[Recorded data]
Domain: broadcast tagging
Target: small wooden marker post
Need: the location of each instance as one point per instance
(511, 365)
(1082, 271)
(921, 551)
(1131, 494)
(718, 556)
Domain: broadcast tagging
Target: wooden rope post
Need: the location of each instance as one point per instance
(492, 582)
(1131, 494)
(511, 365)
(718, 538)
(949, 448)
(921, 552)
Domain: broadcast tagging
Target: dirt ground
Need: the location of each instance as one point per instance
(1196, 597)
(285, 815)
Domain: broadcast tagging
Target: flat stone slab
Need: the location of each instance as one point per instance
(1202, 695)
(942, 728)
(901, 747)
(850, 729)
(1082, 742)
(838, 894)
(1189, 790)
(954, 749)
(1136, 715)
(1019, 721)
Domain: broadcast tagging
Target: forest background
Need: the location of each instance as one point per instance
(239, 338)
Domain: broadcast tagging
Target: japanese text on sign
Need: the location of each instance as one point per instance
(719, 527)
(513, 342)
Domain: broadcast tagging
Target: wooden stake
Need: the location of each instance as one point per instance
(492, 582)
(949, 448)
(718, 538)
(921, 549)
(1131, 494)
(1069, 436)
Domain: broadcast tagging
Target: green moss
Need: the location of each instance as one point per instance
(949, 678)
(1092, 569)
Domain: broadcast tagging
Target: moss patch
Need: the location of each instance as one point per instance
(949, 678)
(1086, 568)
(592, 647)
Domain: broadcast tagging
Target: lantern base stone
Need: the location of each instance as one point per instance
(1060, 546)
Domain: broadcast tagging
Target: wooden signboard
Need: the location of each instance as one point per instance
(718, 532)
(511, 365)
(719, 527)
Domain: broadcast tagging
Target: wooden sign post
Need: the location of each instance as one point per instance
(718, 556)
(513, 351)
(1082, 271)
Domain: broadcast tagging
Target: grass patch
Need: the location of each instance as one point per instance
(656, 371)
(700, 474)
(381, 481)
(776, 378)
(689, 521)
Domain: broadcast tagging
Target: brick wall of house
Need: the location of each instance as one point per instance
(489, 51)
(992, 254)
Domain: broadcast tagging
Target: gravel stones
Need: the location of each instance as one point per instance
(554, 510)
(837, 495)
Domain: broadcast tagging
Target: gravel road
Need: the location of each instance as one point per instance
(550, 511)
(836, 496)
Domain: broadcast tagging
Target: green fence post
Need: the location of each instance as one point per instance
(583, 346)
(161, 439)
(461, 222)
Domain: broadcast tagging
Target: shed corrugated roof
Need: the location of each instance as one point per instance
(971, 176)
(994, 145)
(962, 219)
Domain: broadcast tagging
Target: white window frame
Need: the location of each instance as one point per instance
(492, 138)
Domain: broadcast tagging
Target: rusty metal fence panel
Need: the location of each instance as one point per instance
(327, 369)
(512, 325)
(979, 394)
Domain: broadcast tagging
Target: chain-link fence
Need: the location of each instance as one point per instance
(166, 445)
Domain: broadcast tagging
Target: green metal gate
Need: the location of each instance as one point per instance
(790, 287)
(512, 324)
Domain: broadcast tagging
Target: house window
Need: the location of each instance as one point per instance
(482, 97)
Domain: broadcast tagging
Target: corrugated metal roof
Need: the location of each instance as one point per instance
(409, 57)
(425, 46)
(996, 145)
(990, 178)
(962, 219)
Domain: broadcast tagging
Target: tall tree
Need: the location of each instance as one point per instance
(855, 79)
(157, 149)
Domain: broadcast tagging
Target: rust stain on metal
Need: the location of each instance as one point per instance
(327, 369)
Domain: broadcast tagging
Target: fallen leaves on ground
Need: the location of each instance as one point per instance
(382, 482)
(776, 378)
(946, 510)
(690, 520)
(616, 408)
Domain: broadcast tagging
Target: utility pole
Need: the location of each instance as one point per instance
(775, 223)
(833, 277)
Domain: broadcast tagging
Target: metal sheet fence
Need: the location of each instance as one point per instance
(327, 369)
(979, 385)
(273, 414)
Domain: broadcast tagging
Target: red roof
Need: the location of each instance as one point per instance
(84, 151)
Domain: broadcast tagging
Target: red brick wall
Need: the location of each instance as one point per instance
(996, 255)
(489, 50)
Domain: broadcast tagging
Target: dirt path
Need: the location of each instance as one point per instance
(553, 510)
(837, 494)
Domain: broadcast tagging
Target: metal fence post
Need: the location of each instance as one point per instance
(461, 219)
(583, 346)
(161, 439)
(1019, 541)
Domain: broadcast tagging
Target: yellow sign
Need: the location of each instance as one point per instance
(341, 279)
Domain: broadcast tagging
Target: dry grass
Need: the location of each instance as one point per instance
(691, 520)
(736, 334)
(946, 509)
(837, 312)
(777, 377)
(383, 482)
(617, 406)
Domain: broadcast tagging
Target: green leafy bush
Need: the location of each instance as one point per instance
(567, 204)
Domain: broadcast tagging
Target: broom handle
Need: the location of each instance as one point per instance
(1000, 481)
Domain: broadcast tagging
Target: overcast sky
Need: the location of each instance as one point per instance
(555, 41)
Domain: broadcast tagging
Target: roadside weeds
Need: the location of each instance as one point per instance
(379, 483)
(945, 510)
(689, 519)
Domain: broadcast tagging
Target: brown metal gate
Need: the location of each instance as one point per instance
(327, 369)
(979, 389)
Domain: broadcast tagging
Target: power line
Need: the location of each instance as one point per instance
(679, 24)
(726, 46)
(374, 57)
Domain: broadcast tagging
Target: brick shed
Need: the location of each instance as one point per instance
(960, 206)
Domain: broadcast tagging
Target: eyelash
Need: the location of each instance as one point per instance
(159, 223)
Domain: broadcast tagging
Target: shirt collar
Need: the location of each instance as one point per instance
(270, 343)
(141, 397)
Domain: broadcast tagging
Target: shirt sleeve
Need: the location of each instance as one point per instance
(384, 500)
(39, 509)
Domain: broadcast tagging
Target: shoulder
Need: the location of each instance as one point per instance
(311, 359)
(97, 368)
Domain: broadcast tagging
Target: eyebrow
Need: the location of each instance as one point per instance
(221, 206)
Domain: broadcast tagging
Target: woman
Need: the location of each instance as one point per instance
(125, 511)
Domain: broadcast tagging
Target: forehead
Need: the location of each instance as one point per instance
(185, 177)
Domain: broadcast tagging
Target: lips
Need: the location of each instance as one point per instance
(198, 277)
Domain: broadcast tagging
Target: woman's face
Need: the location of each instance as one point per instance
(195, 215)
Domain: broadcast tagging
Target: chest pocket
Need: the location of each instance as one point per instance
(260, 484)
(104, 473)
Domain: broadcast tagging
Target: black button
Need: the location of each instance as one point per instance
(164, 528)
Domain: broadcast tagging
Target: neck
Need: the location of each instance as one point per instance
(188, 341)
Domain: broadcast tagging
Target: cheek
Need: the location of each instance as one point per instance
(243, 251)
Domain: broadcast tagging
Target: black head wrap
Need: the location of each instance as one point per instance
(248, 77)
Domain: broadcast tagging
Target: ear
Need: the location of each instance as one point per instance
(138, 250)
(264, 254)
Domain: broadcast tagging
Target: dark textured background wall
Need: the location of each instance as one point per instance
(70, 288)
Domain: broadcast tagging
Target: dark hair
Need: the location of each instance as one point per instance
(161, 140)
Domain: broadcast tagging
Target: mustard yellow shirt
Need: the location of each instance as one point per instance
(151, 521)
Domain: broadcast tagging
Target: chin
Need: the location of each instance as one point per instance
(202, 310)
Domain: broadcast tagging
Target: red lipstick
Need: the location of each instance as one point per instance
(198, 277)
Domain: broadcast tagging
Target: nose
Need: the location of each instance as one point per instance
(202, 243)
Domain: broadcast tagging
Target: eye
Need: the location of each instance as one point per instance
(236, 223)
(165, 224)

## Task details:
Quote every record above exactly.

## Exercise solution:
Domain: broadcast tagging
Target: small wooden marker post
Need: the location of each instance as one point per instance
(511, 365)
(1082, 271)
(921, 551)
(1131, 494)
(718, 556)
Domain: broadcast tagging
Target: wooden rope post
Need: the location of each instance as one point per instance
(492, 582)
(1131, 494)
(511, 365)
(718, 538)
(949, 448)
(921, 552)
Domain: broadcast tagging
Target: dirt ground
Need: the location of each instance as one point per instance
(1196, 597)
(285, 815)
Domain: broadcast tagging
Target: flat stone slab
Need: the location of each instance as one point per instance
(1202, 695)
(942, 728)
(901, 747)
(850, 729)
(1082, 742)
(838, 894)
(1189, 790)
(954, 749)
(1136, 715)
(1019, 721)
Domain: broadcast tagging
Target: forest background
Need: the location of each instance as one point per instance
(239, 338)
Domain: broadcast tagging
Target: japanese text on sign
Need: the location of each instance as one point per instance
(719, 527)
(513, 342)
Domain: broadcast tagging
Target: wooden stake
Need: the location of each instance as one point per instance
(492, 582)
(949, 448)
(718, 538)
(921, 549)
(1131, 494)
(1069, 436)
Domain: broadcast tagging
Target: green moss
Need: the location of each instance as one point per instance
(949, 678)
(1092, 569)
Domain: broadcast tagging
Target: moss patch
Need: the location of each instance as one point per instance
(949, 678)
(1086, 568)
(592, 647)
Domain: broadcast tagging
Target: lantern base stone
Need: the location of each instance as one point per instance
(1060, 546)
Domain: broadcast tagging
Target: wooden signboard
Need: the location of each instance as one point per instance
(718, 532)
(511, 365)
(719, 527)
Domain: broadcast tagging
Target: wooden sign post
Need: the location of each instance as one point per instance
(718, 556)
(513, 351)
(1082, 271)
Domain: broadcast tagging
Target: grass patch
Need: the location of each instance as one point per instance
(656, 371)
(700, 474)
(381, 481)
(776, 378)
(689, 521)
Domain: broadcast tagging
Target: brick wall of house
Need: the location of each instance as one point per instance
(489, 51)
(992, 254)
Domain: broadcast tagging
Target: gravel stones
Need: the location of each instance as one point per instance
(554, 510)
(837, 495)
Domain: broadcast tagging
Target: gravel road
Need: the location of each instance as one point per instance
(550, 511)
(836, 496)
Domain: broadcast tagging
Target: green fence post
Need: the location of each instance as one point per instance
(583, 346)
(161, 439)
(461, 222)
Domain: broadcast tagging
Target: shed corrugated roof
Need: the location of each instance as one point per instance
(971, 176)
(994, 145)
(962, 219)
Domain: broadcast tagging
Target: white window frame
Need: the location of each instance as one point per instance
(492, 138)
Domain: broadcast tagging
Target: rusty metal fence panel
Need: the location of each instance as one point per instance
(327, 369)
(512, 325)
(979, 394)
Domain: broadcast tagging
Target: chain-link fence
Need: the location of each instance as one point per instance
(166, 445)
Domain: broadcast tagging
Target: green metal gate
Need: the location of each instance as one point per instance
(790, 287)
(512, 324)
Domain: broadcast tagging
Target: house window
Need: the location of each instance as one point per instance
(482, 97)
Domain: broadcast tagging
Target: corrugated metal roof
Need: the location of each instance as one point per instance
(409, 57)
(425, 46)
(996, 145)
(990, 178)
(962, 219)
Domain: broadcast tagging
Target: tall tree
Need: the location of each instance as one point per instance
(855, 79)
(157, 149)
Domain: broadcast tagging
Target: rust stain on metal
Need: the location of each instance as one point per instance
(327, 369)
Domain: broadcast tagging
Target: fallen leaves on ground
Need: the location of each instance as one point per instance
(382, 482)
(776, 378)
(946, 510)
(690, 520)
(616, 408)
Domain: broadcast tagging
Target: utility pole
Need: the location of each instance as one point per instance
(775, 223)
(833, 277)
Domain: broadcast tagging
Target: metal sheet fence
Need: the location of each instance as one point per instance
(327, 369)
(979, 385)
(273, 414)
Domain: broadcast tagging
Target: red roof
Need: the location of each instance as one point per instance
(84, 151)
Domain: broadcast tagging
Target: red brick wall
Need: the location of each instance as one point per instance
(996, 255)
(489, 50)
Domain: broadcast tagging
Target: dirt path
Need: the location of each instance as one point per instance
(553, 510)
(837, 494)
Domain: broadcast tagging
Target: metal fence post
Need: the location of each instance as one point per instance
(461, 219)
(583, 346)
(161, 439)
(1019, 541)
Domain: broadcast tagging
Target: yellow sign
Need: the location of each instance as one point per instance
(341, 279)
Domain: broadcast tagging
Target: dry grass
Need: the location of each instance as one point per instance
(691, 520)
(736, 334)
(946, 509)
(837, 312)
(777, 377)
(383, 482)
(617, 406)
Domain: broadcast tagging
Target: green leafy bush
Need: the location of each instance as one point per instance
(567, 204)
Domain: broadcast tagging
Target: broom handle
Need: the location of each instance as one point per instance
(1000, 481)
Domain: broadcast tagging
Target: overcast sky
Need: the location of each instance as one point per instance
(555, 41)
Domain: broadcast tagging
Target: roadside weeds
Need: the location of each instance as one point per instance
(379, 483)
(945, 510)
(689, 519)
Domain: broadcast tagging
Target: brown metal gate
Need: the location of each instance as one point per instance
(327, 369)
(979, 389)
Domain: broadcast tagging
Target: power line
Need: the location of each instance as one point per instance
(679, 24)
(726, 46)
(374, 57)
Domain: broadcast tagging
Target: brick shed
Need: the location of each instance as one point per instance
(960, 206)
Domain: broadcast tagging
Target: eyelash
Need: the location of each instance as one point per instance
(159, 223)
Domain: broadcast tagging
Target: shirt collar
Need: the location of each instance as one point per instance
(270, 343)
(141, 397)
Domain: broadcast tagging
Target: shirt sleeve
Need: the location of each instance as one point per instance
(384, 500)
(39, 509)
Domain: broadcast tagging
Target: shoulder
Need: the location of each instance as one point per instance
(311, 359)
(97, 368)
Domain: broadcast tagging
Target: eyebrow
Need: the location of each instance as one point per instance
(221, 206)
Domain: broadcast tagging
Target: woman
Need: the location of each instance as one point per instance
(125, 511)
Domain: broadcast tagging
Target: forehead
Need: the location of each instance as one point per instance
(185, 177)
Domain: broadcast tagging
Target: lips
Need: the location of each instance as one point per instance
(198, 277)
Domain: broadcast tagging
Target: woman's face
Need: the location of each instance as one point per instance
(195, 215)
Domain: broadcast tagging
Target: chest pocket
Need: the location of each instance as one point per instance
(260, 484)
(104, 473)
Domain: broadcast tagging
Target: black button
Need: the location of each instance as one point per instance
(164, 528)
Domain: broadcast tagging
Target: neck
Need: the location of each instance as one point per instance
(188, 341)
Domain: broadcast tagging
Target: cheek
Need: the location of each instance as one point per instance
(243, 251)
Domain: broadcast tagging
Target: black head wrap
Need: the location of each instance as one point per instance
(248, 77)
Domain: broadcast tagging
Target: ear
Need: the location of each instance as one point per instance
(138, 250)
(264, 254)
Domain: broadcast tagging
Target: dark textured background wall
Need: the location of each instance as one point per instance
(70, 288)
Domain: broadcast tagging
Target: dark hair
Need: the location of each instance as one point per instance
(161, 140)
Domain: broadcast tagging
Target: mustard yellow shirt
Need: the location of each instance as one point per instance
(151, 521)
Domain: broadcast tagging
Target: chin
Need: the location of each instance as one point per instance
(202, 310)
Domain: broadcast tagging
Target: red lipstick
Need: the location of each instance as one point per instance
(198, 277)
Domain: broadcast tagging
Target: nose
Need: the location of each instance as one point per instance
(202, 243)
Domain: broadcast tagging
Target: eye
Need: the location of each instance as one point per instance
(236, 223)
(165, 224)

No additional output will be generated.